▶ **ACTION ITEM**:
The response should contain every entry, reproduced exactly.

============================================================

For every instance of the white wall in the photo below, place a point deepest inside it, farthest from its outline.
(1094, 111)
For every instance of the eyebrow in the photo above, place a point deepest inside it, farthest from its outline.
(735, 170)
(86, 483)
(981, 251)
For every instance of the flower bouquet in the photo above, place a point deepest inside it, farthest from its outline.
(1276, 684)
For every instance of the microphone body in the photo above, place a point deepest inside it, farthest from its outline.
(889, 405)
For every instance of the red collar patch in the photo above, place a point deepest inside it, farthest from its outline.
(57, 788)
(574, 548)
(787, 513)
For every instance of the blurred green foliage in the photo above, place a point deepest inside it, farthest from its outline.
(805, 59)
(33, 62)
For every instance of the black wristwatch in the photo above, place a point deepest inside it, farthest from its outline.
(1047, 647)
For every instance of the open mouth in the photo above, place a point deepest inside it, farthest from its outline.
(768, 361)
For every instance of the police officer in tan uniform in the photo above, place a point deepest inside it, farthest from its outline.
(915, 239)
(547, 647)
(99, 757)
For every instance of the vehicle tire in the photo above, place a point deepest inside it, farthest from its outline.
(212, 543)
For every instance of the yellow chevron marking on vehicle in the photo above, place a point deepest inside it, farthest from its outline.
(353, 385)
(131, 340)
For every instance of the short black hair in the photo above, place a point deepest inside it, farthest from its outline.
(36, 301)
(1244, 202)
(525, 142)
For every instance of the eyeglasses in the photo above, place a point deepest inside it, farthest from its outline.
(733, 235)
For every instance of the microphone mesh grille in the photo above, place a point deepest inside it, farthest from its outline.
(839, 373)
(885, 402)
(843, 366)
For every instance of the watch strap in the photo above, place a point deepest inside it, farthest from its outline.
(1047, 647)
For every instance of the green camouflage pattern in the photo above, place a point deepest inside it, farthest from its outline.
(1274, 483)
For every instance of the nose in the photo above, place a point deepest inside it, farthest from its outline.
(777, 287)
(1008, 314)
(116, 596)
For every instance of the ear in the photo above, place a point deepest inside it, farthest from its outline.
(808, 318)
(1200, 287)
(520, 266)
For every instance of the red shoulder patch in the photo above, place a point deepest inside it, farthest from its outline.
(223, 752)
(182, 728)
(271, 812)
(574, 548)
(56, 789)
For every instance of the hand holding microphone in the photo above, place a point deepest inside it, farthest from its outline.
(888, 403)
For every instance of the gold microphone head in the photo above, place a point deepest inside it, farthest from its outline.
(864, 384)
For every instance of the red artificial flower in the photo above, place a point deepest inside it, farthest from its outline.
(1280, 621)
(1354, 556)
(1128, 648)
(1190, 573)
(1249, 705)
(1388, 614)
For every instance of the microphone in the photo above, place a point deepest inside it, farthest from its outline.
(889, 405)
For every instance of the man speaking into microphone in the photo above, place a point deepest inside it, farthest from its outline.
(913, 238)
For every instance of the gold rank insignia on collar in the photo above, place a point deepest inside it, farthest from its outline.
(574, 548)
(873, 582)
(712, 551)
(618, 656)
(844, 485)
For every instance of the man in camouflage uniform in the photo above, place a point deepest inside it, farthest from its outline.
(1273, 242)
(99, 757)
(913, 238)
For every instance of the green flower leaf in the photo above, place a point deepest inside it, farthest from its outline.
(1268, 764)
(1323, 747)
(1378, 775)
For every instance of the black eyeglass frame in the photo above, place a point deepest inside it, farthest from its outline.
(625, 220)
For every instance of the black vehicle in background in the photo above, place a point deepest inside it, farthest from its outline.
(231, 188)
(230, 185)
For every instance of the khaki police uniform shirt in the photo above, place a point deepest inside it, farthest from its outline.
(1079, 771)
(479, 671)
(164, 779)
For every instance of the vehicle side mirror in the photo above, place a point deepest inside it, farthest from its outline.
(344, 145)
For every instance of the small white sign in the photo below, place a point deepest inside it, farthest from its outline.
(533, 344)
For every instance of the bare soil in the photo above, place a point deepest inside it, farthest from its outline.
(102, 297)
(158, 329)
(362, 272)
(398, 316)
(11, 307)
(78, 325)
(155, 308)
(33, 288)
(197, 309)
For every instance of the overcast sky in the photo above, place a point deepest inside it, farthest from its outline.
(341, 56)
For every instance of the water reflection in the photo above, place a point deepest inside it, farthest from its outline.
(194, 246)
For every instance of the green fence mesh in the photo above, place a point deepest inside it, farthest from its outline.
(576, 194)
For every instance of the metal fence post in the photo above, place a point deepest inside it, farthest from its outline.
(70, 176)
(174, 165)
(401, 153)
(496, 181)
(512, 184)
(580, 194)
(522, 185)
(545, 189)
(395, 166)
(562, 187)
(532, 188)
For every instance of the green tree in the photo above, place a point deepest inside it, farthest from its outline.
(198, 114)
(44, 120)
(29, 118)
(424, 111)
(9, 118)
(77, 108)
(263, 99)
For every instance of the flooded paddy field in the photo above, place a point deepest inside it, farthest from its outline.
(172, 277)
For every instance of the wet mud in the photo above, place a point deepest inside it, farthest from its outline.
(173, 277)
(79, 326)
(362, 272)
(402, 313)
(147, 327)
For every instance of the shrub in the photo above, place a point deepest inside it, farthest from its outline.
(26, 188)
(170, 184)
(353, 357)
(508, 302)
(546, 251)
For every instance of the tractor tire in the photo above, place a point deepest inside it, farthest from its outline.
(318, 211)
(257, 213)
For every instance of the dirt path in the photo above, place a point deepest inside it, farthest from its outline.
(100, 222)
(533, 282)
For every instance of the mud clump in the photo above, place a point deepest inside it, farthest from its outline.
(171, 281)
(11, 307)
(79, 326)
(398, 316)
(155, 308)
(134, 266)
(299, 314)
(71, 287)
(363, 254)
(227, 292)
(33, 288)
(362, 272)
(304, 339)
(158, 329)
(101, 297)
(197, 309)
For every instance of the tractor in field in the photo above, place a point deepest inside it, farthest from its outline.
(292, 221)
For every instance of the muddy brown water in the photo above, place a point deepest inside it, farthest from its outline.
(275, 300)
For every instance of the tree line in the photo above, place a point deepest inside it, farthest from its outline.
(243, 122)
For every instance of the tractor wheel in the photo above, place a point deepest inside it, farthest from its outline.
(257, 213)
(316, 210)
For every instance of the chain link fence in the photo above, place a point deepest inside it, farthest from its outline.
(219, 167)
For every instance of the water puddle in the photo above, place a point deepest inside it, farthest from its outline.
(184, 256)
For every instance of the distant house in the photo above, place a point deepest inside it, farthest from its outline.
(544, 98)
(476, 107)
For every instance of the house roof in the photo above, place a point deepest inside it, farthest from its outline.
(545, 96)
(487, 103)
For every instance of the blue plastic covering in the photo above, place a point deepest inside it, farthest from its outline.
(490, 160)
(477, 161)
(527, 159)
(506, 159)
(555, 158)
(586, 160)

============================================================

▶ **ANSWER SECTION**:
For every instance of the white wall in the photo below, place a point deepest inside it, farthest from its outline.
(1094, 111)
For every instance of the eyebrow in the photo above, place a point deepest inside it, farthest from its outline.
(735, 170)
(86, 483)
(981, 251)
For every instance of the flower bouquet in the photo above, place a point deepest inside it, farthest from its outline.
(1276, 684)
For every instance of the microphone body in the photo above, place a point deepest inside it, farthest from its outline.
(889, 405)
For every instance of the red collar patch in the photo above, place a point deepest inside it, farthest from its outline.
(57, 788)
(574, 548)
(787, 513)
For every instance of the blurred green foliage in the photo above, place a point deepest inside it, farthest from its outline.
(805, 59)
(33, 62)
For every instance of the black wristwatch in the photo above, place a point deepest inside it, farthest from its outline.
(1047, 647)
For every instance of the open mouth in the photo above, place a point deepest inside it, farthest from its outline.
(768, 361)
For every instance of the police officer in tan uniform in the photo above, place a point deepest inside it, farthest from its outline.
(915, 239)
(547, 647)
(99, 757)
For every instance of the vehicle tire in the photo above, place a point deepest inside it, farthest from its outline.
(212, 543)
For every instance of the yellow chevron marking on vehicle in the photo above, place a point deepest inside it, farthest from its outline.
(353, 385)
(131, 340)
For every instance of the short black hair in the photo above, place a point deepest inside it, farthest from its outline.
(36, 301)
(1244, 202)
(525, 142)
For every instance of the eyeglasses in the photo above, place a point deepest inside it, farthest from its outline.
(733, 235)
For every instance of the microphone mesh grille in the photo above, place a point deepest inside it, farthest from its outline.
(839, 373)
(885, 402)
(843, 366)
For every instance of the watch strap in the photo above, place a point deepest inside it, farthest from its outline.
(1047, 647)
For every instance of the green camouflage pattern in the photo above, place a point deepest inside it, farthest from its outline.
(1274, 483)
For every instance of the nose in the photo above, place a point deepest inside it, farthest from its outline.
(777, 287)
(1008, 314)
(116, 596)
For every instance of the ear in the photo above, place a point deepest inside it, farthest from its outline.
(808, 318)
(1200, 287)
(520, 266)
For every instance of the red shoulder patch in the photo above, place a point deepest inside it, farthest from its outline.
(223, 752)
(182, 728)
(271, 812)
(574, 548)
(56, 789)
For every instance of the hand holding microphone in the photo above, place a point deepest inside it, farthest from its outline.
(888, 403)
For every instance of the gold microphone head in the photo above, place a point deepest inside it, farthest from its outline.
(864, 384)
For every instance of the red artificial flower in the photo above, place a point deepest inside it, farthest from its outline.
(1280, 621)
(1354, 556)
(1128, 648)
(1190, 573)
(1249, 705)
(1388, 614)
For every instance of the microphone in the photo above, place a point deepest inside it, farthest from its outline.
(889, 405)
For every instance of the man speaking into microphone in the photo above, place a point deepest inside it, farthest from its outline.
(913, 238)
For every instance of the gold rank insignia on collar in the photo above, place a point deepest inside it, farthest from its outline.
(574, 548)
(873, 582)
(712, 551)
(618, 656)
(844, 485)
For every instance of the man in camouflage uniform in the photo above, place a point deepest inside it, farthest from its outline.
(1273, 242)
(99, 757)
(913, 238)
For every instance of the green flower leaf in the photo above, place a point deepest inside it, farthest from its outline.
(1268, 764)
(1323, 747)
(1378, 775)
For every instance of the black eyeglass frame in the photo above, place a point deepest inside it, farthest from its outline.
(625, 220)
For every instance of the black vehicle in background in the photo above, place a point deepest inside it, farthest from its outline.
(231, 188)
(230, 185)
For every instance of the khaki police uniform shirt in the photo above, place a point deepest inside it, farthest from its outline.
(1079, 771)
(479, 671)
(164, 779)
For every instance of the vehicle side mirror in the photo above, place a point deepest inside it, farthest from its outline.
(344, 145)
For every instance of the small white sign in the photo below, place a point deepest inside it, farthest from its outline.
(533, 344)
For every instance of the bare soil in the photo above, place a point deepest inside it, farthest from its outline.
(102, 297)
(158, 329)
(362, 272)
(398, 316)
(11, 307)
(78, 325)
(155, 308)
(33, 288)
(197, 309)
For every instance of the overcast sky in the photo above, place a point deepest inside it, farthest from its outline.
(341, 56)
For every instance of the water reflection in the photo above, place a point deepest inside it, farthest from its outline.
(194, 246)
For every instance of the green fence mesh in the photo above, place a point deepest inside it, farthest from its outline.
(576, 194)
For every instance of the metal fence post in the photo above, place a point deepest inside it, farthest from its outline.
(70, 176)
(174, 165)
(401, 153)
(496, 181)
(512, 184)
(580, 194)
(522, 185)
(545, 189)
(395, 166)
(562, 187)
(532, 188)
For every instance of the green tree in the photo above, place a point deepest inside it, farthest from its outline.
(198, 114)
(44, 120)
(29, 118)
(424, 111)
(9, 118)
(77, 108)
(263, 99)
For every instance of the flooded paddy field in the photo above, place a point deepest inside it, farthest from its outline.
(172, 277)
For every instance of the wet mud in the photo above, place a point deepest inside it, farthest from its outline.
(173, 277)
(79, 326)
(362, 272)
(402, 313)
(147, 327)
For every instance of the shrub in the photo above, place a point deepest inside it, farthest from its outline.
(26, 188)
(170, 184)
(353, 357)
(508, 302)
(546, 251)
For every instance of the tractor tire in the photo above, place a point deepest inside it, farthest from its outline.
(318, 211)
(257, 213)
For every instance of the dirt path in the photo above, place a point deepest inside it, farthest from its outline.
(100, 222)
(533, 282)
For every instance of the mud clump in the photo above, place a point deepest inside it, farthest from its outline.
(171, 281)
(11, 307)
(79, 326)
(398, 316)
(155, 308)
(134, 266)
(299, 314)
(71, 287)
(363, 254)
(227, 292)
(33, 288)
(362, 272)
(304, 339)
(158, 329)
(101, 297)
(197, 309)
For every instance of the tractor in field in the photo above, place a point deepest inside it, farthest from its outline.
(292, 221)
For every instance of the muddy brown water in the photo above, place a point deepest inside it, farthest from its outline.
(275, 300)
For every instance of the tree line in the photo above, place a point deepest inside it, farthest from its outline.
(243, 122)
For every instance of the tractor wheel in the photo above, place a point deepest inside it, farthest from its outline.
(257, 213)
(316, 210)
For every instance of the chain link fence in the photo above, place a point deepest inside it, farthest from its outline.
(219, 167)
For every instance of the water puddle in the photo above, place a point deepest inside it, farthest from its outline.
(184, 256)
For every instance of the distant house in the photo above, place a point deepest inside it, farthest from its outline.
(544, 98)
(476, 107)
For every instance of the house roof in the photo above, place a point deepest inside it, farthest from its outline.
(545, 96)
(487, 103)
For every instance of the blue plastic covering in the photo above, place a point deepest inside it, farthest from its outline.
(490, 160)
(477, 161)
(527, 159)
(506, 159)
(555, 158)
(586, 160)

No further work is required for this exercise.